### [Data shown]
• • • • • • •

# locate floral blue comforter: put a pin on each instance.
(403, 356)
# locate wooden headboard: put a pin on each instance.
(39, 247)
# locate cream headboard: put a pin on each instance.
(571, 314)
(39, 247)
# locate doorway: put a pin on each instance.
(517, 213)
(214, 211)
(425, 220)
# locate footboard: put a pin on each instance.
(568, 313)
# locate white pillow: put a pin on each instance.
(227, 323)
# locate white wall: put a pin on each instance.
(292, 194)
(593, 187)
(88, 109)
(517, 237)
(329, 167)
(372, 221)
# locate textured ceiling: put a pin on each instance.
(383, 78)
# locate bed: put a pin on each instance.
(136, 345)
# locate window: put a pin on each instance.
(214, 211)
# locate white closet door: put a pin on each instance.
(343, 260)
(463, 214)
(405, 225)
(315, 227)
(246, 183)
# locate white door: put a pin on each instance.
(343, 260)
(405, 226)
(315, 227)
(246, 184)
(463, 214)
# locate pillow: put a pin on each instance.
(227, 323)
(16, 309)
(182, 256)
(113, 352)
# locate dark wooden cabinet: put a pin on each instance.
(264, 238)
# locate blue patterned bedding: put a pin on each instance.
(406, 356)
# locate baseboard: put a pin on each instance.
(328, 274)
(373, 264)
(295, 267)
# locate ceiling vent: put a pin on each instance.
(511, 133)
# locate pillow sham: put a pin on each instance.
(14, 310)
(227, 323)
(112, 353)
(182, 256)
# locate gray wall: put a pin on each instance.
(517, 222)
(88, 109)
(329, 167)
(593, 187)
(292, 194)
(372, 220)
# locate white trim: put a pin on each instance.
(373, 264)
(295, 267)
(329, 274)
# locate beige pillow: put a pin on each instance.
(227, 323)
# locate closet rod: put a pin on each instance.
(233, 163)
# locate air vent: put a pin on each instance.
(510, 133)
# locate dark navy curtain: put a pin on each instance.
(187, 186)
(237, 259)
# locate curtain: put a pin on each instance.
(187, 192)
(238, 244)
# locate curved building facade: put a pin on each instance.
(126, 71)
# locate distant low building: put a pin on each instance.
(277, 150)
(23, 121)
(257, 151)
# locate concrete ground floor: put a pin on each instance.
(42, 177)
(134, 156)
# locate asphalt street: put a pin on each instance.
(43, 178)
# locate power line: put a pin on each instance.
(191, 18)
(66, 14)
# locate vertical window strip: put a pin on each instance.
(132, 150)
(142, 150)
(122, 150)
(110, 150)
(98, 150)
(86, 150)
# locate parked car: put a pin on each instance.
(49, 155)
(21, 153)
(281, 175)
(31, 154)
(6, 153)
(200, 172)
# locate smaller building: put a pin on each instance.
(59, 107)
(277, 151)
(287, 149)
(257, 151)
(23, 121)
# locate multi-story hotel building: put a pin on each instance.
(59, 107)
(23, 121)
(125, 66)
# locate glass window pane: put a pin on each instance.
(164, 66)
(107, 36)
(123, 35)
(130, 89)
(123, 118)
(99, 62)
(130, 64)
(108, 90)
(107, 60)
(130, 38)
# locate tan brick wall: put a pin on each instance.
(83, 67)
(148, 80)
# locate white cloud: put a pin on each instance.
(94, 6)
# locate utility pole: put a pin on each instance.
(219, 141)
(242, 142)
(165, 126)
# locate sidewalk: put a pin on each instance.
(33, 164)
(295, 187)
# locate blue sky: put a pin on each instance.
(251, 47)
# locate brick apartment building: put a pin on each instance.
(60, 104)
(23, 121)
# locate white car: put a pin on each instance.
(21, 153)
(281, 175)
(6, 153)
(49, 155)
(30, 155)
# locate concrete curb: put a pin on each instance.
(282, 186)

• • • • • • •

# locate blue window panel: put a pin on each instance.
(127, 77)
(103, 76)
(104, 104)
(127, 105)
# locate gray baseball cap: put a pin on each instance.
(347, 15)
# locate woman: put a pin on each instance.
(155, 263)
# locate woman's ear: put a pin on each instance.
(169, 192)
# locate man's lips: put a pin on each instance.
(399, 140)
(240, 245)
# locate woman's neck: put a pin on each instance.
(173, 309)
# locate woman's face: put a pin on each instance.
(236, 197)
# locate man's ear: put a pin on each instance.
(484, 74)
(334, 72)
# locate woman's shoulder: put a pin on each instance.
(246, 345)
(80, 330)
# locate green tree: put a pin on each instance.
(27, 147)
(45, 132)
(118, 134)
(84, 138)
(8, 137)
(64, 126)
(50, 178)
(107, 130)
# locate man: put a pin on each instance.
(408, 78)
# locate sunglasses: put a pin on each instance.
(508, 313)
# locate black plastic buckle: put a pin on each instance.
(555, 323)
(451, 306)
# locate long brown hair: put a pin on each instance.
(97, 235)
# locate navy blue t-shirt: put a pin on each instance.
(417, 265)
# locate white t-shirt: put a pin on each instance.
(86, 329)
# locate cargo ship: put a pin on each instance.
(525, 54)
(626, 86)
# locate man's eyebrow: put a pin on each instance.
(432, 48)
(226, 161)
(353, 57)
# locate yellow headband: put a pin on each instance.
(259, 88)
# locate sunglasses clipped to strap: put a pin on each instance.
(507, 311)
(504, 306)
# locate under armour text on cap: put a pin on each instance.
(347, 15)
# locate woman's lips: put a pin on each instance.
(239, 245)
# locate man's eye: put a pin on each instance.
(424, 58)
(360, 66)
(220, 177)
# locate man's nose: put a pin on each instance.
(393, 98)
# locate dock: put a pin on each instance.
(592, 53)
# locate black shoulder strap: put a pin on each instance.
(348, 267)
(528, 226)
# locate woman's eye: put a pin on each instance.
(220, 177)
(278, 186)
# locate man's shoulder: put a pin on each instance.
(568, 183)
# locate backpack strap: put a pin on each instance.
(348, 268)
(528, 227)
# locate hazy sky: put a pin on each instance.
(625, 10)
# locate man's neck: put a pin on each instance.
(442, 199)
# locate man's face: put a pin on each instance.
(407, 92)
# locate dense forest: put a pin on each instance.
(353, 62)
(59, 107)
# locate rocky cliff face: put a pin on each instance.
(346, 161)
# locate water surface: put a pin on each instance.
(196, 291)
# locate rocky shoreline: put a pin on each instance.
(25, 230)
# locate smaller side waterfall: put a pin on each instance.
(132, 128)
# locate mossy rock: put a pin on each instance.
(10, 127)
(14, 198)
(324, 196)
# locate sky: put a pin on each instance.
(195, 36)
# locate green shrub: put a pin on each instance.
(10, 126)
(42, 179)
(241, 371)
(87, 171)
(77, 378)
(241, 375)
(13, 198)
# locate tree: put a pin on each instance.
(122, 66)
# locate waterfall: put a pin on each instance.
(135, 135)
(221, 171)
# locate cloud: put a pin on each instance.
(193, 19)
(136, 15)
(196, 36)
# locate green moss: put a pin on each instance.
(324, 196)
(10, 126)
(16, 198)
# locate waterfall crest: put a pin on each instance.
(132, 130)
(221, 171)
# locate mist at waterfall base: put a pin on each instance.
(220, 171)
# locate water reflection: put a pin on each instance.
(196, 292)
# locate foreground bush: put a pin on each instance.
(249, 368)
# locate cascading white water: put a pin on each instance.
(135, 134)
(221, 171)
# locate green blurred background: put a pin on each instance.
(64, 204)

• • • • • • •

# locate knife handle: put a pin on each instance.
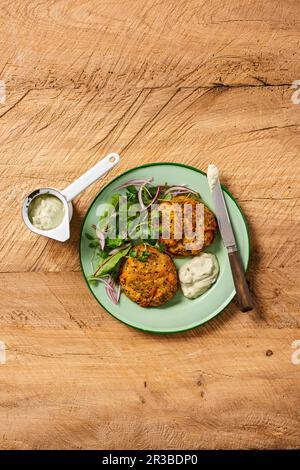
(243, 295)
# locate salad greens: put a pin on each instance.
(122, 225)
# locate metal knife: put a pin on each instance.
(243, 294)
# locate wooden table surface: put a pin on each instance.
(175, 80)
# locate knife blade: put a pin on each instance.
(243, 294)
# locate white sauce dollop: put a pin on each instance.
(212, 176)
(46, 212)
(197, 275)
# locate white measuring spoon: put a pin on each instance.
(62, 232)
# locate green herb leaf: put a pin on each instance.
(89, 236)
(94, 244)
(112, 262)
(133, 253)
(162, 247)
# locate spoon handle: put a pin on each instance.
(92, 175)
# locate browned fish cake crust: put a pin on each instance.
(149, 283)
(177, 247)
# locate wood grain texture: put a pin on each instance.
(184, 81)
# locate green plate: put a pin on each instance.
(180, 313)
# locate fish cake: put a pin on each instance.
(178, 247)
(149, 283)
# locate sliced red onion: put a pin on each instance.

• • • • • • •

### [Challenge]
Give the lines from the one containing "# locate wooden table" through the one containing "# locate sliced", both included, as a numbered list with blank lines left out.

### [Expected answer]
1. # locate wooden table surface: put a pin on each instance.
2. (175, 80)
3. # locate knife blade: put a pin on each instance.
4. (243, 294)
5. # locate white sauce dollop: put a pin on each instance.
6. (212, 176)
7. (46, 212)
8. (197, 275)
9. # locate white measuring spoon: put a pin on each instance.
10. (62, 232)
11. # locate green herb leaf: put a pin on each instance.
12. (89, 236)
13. (94, 244)
14. (112, 262)
15. (133, 253)
16. (162, 247)
17. # locate spoon handle: put a pin on each instance.
18. (92, 175)
19. # locate browned fish cake crust: put a pin on each instance.
20. (149, 283)
21. (177, 247)
22. # locate wood grain texture: put a pin on each instance.
23. (184, 81)
24. # locate green plate: put a pin on each instance.
25. (180, 313)
26. # locate fish cake: put a pin on each instance.
27. (178, 247)
28. (149, 283)
29. # locate sliced red onion: put a pin on each instance.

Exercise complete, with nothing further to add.